__Problems__
a – Translate this sentence from the passage on federal personnel rules into Spanish: "This downgrading would free government immediately from the present strictures without waiting for a laborious rewriting of all the material."
b – Name every control that the passage on federal personnel rules says keeps managers honest.
c – Does each statement agree with the passage on federal personnel rules? Answer yes or no and quote the words that decide it. (i) The material could be sorted into two categories. (ii) Lawyers are held to a lower standard of behavior than others. (iii) Material on pay and benefits could be downgraded to helpful guidance.

__Supplied passage__

☆ ☆ ☆

OPM, as the author of personnel regulations, will face a daunting task in reducing its regulations and its implementing instructions in the federal Personnel Manual. The task could be greatly simplified if the material were sorted into two categories, process areas and judgment areas. All material relating to administration of pay and benefits, for example, could be analyzed and redesigned for maximum efficiency. The remainder could then be downgraded from required adherence to helpful guidance, so that a manager could simply depart from the guidance for good cause shown when circumstances warranted. This downgrading would free government immediately from the present strictures without waiting for a laborious rewriting of all the material.

However, as laws and regulations are eliminated and more authority is delegated to agency managers, some negative side effects will appear. As detailed and prescriptive procedures are withdrawn, managers will inevitably find themselves with more power and decision-making discretion with fewer controls like records, reviews, approvals, and reports to keep them honest. Such controls were increasingly necessary as social values of honor, integrity, and responsibility eroded and were replaced with values of micromanagement without responsibility or accountability. Relaxing such institutional controls over managers will leave the government vulnerable to abuses by some unscrupulous managers unless it is accompanied by a restoration of honor and integrity as essential traits of all government managers. As lawyers are held to a higher standard of behavior than others because they are officers of the court, so also should federal managers be held to a higher standard in upholding the spirit of the law.

☆ ☆ ☆

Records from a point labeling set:

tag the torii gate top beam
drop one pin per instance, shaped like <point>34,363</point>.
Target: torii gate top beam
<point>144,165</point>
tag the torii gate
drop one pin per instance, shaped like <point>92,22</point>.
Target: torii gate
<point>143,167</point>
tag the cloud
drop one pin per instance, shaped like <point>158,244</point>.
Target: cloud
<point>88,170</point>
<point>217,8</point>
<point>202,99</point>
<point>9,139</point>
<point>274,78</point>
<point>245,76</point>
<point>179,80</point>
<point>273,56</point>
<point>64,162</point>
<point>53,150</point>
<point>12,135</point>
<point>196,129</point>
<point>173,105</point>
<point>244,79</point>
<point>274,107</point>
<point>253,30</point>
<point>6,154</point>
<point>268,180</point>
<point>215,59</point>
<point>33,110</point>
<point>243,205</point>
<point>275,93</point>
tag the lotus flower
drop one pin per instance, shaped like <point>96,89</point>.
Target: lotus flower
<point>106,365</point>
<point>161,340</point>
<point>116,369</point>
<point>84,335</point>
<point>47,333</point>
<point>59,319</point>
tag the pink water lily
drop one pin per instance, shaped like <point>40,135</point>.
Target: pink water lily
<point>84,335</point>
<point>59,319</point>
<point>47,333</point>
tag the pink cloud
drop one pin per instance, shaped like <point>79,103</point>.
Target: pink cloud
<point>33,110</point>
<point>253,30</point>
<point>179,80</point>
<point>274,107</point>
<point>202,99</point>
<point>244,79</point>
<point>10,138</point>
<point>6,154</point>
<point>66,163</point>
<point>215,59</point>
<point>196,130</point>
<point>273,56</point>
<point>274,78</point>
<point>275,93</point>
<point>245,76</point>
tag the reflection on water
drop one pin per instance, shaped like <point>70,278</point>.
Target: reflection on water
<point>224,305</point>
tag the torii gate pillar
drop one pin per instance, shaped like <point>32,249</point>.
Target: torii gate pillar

☆ ☆ ☆

__Task results__
a – Esta degradación liberaría al gobierno de inmediato de las restricciones actuales sin esperar una laboriosa reescritura de todo el material.

b – records, reviews, approvals, reports

c –
(i) Yes: "the material were sorted into two categories, process areas and judgment areas"
(ii) No: "lawyers are held to a higher standard of behavior than others"
(iii) No: "All material relating to administration of pay and benefits, for example, could be analyzed and redesigned for maximum efficiency. The remainder could then be downgraded from required adherence to helpful guidance"